━━ Information given ━━

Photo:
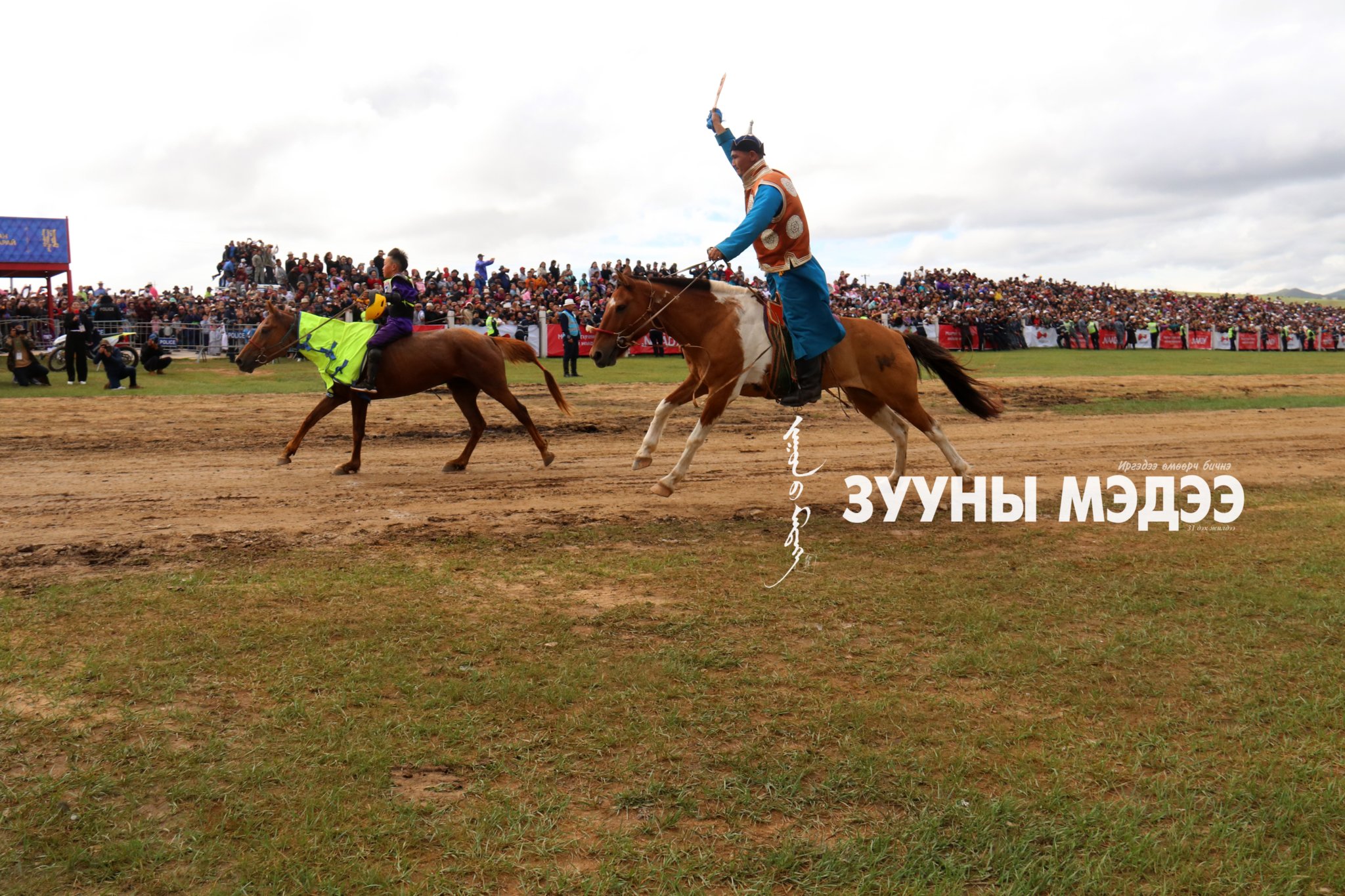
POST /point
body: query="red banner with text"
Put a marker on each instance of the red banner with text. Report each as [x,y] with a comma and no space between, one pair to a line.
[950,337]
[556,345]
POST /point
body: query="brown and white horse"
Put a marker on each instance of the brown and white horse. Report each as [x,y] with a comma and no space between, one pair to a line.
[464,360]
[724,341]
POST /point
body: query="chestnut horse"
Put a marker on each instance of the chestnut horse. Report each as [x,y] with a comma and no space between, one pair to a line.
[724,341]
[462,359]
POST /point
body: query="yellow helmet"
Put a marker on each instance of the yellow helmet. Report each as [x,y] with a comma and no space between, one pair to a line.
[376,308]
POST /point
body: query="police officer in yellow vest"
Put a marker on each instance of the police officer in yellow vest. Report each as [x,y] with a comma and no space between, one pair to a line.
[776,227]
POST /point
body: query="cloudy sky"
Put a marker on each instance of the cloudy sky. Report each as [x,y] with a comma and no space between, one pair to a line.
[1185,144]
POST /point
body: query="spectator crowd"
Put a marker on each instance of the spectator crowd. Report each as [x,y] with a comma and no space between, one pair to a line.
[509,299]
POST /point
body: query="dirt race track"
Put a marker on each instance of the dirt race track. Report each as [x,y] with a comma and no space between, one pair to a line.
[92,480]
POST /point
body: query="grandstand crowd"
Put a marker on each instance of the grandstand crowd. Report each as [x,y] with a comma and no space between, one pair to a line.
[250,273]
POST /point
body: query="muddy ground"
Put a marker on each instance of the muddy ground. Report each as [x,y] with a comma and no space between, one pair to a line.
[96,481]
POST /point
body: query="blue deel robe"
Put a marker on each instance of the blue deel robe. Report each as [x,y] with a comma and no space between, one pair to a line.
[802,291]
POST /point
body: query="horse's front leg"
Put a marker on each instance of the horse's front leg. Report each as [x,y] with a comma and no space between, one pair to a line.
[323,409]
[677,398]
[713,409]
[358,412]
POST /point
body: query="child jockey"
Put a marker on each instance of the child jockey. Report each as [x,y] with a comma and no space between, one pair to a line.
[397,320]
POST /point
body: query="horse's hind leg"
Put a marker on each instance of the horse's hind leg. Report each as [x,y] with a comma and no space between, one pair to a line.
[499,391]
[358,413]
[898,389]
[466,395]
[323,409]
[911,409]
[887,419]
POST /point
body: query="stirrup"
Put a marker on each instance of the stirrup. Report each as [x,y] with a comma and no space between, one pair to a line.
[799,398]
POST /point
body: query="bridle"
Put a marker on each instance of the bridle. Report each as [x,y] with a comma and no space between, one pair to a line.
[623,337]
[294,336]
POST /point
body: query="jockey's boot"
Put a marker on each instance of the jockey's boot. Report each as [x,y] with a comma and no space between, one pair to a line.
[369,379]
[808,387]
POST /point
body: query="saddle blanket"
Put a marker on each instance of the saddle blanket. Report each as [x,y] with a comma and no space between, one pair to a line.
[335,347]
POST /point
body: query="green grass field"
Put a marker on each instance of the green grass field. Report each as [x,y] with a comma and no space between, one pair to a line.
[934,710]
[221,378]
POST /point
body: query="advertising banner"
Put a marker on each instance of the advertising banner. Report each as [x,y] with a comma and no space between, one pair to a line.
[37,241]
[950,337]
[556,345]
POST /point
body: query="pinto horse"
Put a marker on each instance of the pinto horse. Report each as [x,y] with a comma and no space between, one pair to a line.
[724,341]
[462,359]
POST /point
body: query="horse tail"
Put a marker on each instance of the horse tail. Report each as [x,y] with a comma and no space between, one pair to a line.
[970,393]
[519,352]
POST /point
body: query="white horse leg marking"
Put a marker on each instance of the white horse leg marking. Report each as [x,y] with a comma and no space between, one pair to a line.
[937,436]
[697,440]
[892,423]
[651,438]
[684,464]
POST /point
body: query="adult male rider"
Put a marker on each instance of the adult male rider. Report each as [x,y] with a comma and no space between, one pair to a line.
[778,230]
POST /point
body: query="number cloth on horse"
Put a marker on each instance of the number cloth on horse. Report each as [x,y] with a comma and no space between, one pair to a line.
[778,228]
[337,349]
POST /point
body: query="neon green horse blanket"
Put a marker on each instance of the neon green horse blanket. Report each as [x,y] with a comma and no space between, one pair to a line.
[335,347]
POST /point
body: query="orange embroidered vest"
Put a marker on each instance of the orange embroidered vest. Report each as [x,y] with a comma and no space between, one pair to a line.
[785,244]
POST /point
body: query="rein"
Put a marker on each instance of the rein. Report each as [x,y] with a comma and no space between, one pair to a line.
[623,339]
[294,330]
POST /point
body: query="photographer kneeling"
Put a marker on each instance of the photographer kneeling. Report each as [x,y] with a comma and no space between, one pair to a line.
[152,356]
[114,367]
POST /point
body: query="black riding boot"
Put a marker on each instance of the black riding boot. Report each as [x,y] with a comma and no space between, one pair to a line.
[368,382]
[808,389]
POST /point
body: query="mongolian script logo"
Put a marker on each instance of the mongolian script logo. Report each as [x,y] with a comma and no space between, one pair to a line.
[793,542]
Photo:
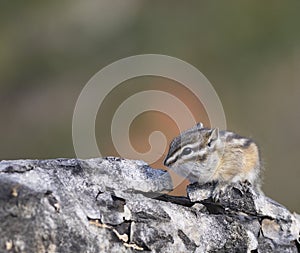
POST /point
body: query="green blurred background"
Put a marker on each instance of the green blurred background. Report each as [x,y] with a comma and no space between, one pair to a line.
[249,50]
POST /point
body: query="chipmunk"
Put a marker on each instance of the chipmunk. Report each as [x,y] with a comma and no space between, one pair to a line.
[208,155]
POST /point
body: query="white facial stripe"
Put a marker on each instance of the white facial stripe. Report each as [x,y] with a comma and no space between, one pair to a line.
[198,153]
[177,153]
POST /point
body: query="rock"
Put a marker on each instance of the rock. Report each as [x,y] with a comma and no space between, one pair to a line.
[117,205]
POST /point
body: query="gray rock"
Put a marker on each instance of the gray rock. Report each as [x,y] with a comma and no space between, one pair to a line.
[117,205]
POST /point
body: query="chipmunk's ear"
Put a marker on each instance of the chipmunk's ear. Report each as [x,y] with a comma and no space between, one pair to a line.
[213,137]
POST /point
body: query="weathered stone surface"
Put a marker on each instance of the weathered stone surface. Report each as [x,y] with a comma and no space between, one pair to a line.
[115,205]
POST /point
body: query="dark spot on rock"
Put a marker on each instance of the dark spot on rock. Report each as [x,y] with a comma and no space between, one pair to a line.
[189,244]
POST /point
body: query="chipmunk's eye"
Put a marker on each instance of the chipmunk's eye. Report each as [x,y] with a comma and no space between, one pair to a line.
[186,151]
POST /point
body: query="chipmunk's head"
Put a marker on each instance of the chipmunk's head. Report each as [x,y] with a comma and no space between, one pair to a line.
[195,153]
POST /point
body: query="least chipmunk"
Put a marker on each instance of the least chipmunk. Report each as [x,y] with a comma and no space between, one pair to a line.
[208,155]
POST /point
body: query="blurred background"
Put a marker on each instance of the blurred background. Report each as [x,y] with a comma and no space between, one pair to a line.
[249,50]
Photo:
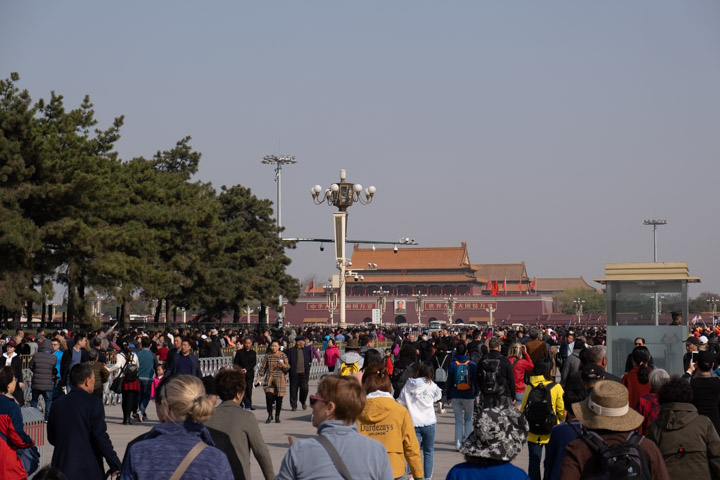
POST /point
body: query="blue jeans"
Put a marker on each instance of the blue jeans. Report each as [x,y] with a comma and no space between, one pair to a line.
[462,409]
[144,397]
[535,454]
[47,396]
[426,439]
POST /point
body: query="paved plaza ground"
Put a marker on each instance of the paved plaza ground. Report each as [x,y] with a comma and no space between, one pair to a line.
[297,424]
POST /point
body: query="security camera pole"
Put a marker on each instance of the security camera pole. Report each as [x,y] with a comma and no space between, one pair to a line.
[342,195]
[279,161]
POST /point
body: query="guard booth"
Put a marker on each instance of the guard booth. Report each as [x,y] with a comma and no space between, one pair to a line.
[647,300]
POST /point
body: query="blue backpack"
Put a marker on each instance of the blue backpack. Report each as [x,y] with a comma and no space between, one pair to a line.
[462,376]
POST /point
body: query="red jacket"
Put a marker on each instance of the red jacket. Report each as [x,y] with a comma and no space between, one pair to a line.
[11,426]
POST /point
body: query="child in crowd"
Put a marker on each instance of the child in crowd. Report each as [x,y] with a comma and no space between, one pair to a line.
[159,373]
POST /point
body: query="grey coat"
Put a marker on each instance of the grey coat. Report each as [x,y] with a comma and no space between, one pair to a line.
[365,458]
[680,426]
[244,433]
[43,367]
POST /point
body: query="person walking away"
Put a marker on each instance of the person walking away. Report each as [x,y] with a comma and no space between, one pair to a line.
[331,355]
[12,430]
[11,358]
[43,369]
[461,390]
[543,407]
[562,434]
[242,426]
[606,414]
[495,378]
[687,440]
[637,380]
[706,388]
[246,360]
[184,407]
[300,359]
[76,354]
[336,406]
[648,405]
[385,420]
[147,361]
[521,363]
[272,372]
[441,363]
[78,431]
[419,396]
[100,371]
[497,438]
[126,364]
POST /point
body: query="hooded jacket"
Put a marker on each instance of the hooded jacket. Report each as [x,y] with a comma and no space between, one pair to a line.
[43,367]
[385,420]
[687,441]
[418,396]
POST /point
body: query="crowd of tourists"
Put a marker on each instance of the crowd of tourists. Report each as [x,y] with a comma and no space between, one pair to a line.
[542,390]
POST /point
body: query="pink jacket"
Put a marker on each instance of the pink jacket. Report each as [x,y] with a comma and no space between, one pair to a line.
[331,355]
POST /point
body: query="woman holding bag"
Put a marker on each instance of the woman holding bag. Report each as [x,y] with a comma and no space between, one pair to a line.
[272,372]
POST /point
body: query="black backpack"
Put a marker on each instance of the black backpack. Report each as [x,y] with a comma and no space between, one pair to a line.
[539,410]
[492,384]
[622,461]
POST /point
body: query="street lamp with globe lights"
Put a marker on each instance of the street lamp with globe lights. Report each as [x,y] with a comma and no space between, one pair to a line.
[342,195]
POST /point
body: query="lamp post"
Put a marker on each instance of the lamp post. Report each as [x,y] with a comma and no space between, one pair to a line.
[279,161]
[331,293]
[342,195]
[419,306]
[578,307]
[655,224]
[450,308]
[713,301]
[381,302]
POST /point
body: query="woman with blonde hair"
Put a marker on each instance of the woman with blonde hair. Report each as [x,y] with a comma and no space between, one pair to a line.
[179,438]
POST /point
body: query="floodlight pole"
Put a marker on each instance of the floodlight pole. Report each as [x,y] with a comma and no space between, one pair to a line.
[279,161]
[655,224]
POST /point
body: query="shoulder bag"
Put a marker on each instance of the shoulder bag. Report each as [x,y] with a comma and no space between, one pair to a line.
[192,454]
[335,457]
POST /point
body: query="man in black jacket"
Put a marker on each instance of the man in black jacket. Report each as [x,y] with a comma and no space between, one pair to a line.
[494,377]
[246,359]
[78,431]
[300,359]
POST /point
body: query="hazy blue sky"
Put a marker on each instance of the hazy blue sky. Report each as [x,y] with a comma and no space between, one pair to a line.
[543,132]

━━━

What you should do —
Gather every line of the material above that contains the word "jeans", and copy each one in full, in the order it appears.

Result for this exercise —
body: query="blue jeans"
Put a marker on each instance of the blue jeans. Report each as [x,y] with a comma and no space between, one pair to a line.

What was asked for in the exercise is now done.